= Beginning of Section =

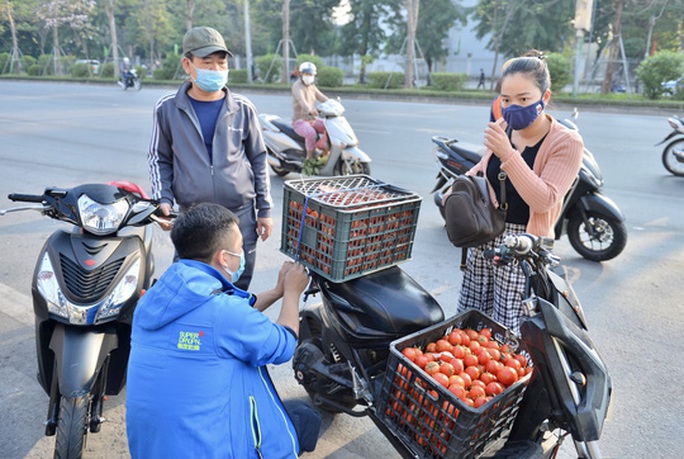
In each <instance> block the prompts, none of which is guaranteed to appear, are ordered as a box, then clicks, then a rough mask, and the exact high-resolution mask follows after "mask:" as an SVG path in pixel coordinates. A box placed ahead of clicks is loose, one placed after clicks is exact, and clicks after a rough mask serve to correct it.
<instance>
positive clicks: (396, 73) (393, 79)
mask: <svg viewBox="0 0 684 459" xmlns="http://www.w3.org/2000/svg"><path fill="white" fill-rule="evenodd" d="M367 78H368V87H369V88H380V89H399V88H401V87H403V86H404V73H403V72H370V73H369V74H368V75H367Z"/></svg>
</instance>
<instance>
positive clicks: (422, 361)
mask: <svg viewBox="0 0 684 459" xmlns="http://www.w3.org/2000/svg"><path fill="white" fill-rule="evenodd" d="M428 361H429V360H428V358H427V356H425V354H421V355H418V356H416V360H414V363H415V364H416V365H418V366H419V367H420V368H425V365H427V363H428Z"/></svg>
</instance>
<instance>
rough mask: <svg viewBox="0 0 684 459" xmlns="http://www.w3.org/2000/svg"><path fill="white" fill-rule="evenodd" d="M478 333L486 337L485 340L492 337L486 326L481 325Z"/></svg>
mask: <svg viewBox="0 0 684 459" xmlns="http://www.w3.org/2000/svg"><path fill="white" fill-rule="evenodd" d="M480 335H482V336H484V337H486V338H487V340H490V339H492V331H491V330H490V329H489V328H487V327H483V328H482V330H480Z"/></svg>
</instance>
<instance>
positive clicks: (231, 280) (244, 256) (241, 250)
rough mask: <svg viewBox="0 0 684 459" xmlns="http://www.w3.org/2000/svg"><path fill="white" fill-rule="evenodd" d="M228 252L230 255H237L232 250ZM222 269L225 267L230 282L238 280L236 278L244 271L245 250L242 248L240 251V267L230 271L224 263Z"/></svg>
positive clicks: (237, 277)
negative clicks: (242, 248) (233, 270)
mask: <svg viewBox="0 0 684 459" xmlns="http://www.w3.org/2000/svg"><path fill="white" fill-rule="evenodd" d="M226 252H228V251H227V250H226ZM228 253H229V254H231V255H235V256H237V254H236V253H234V252H228ZM223 269H225V270H226V272H227V273H229V274H230V282H231V283H232V284H234V283H236V282H237V281H238V279H240V276H242V273H243V272H245V251H244V250H241V251H240V267H239V268H238V269H237V271H235V272H232V271H231V270H230V269H228V268H227V267H226V266H225V265H224V266H223Z"/></svg>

= End of Section =

Problem to work on:
Pull out every line of the items above, word for word, and leave the pictures out.

Task answer:
In each <instance> block the prompts, none of which is guaranteed to appear, are ordered as a box, then clicks, then a rough mask, and the exact high-resolution mask follows after "mask:" as an SVG path in pixel coordinates. A box placed ahead of clicks is loose, one placed after clicks is exact, and clicks after a rough mask serve to correct it.
<instance>
positive clicks: (396, 73) (393, 79)
mask: <svg viewBox="0 0 684 459" xmlns="http://www.w3.org/2000/svg"><path fill="white" fill-rule="evenodd" d="M367 78H368V87H369V88H380V89H399V88H401V87H403V86H404V73H403V72H370V73H369V74H368V75H367Z"/></svg>
</instance>
<instance>
positive clicks: (422, 361)
mask: <svg viewBox="0 0 684 459" xmlns="http://www.w3.org/2000/svg"><path fill="white" fill-rule="evenodd" d="M428 361H429V360H428V358H427V356H425V354H421V355H418V356H416V360H414V363H415V364H416V365H418V366H419V367H420V368H425V365H427V363H428Z"/></svg>
</instance>
<instance>
rough mask: <svg viewBox="0 0 684 459" xmlns="http://www.w3.org/2000/svg"><path fill="white" fill-rule="evenodd" d="M478 333L486 337L485 340L492 337L486 326L481 325Z"/></svg>
mask: <svg viewBox="0 0 684 459" xmlns="http://www.w3.org/2000/svg"><path fill="white" fill-rule="evenodd" d="M480 335H482V336H484V337H486V338H487V340H490V339H492V331H491V330H490V329H489V328H487V327H483V328H482V330H480Z"/></svg>
</instance>
<instance>
positive clicks: (231, 280) (244, 256) (241, 250)
rough mask: <svg viewBox="0 0 684 459" xmlns="http://www.w3.org/2000/svg"><path fill="white" fill-rule="evenodd" d="M228 252L230 255H237L232 250ZM222 269L225 267L230 282L238 280L236 278L244 271L245 250L242 248L240 251V267L230 271L224 263Z"/></svg>
positive clicks: (237, 277)
negative clicks: (242, 248) (233, 270)
mask: <svg viewBox="0 0 684 459" xmlns="http://www.w3.org/2000/svg"><path fill="white" fill-rule="evenodd" d="M226 252H228V251H227V250H226ZM228 253H229V254H231V255H235V256H237V254H236V253H234V252H228ZM223 269H225V270H226V272H227V273H229V274H230V282H231V283H232V284H234V283H236V282H237V281H238V279H240V276H242V273H243V272H245V251H244V250H241V251H240V267H239V268H238V269H237V271H235V272H232V271H231V270H230V269H228V268H227V267H226V266H225V265H224V266H223Z"/></svg>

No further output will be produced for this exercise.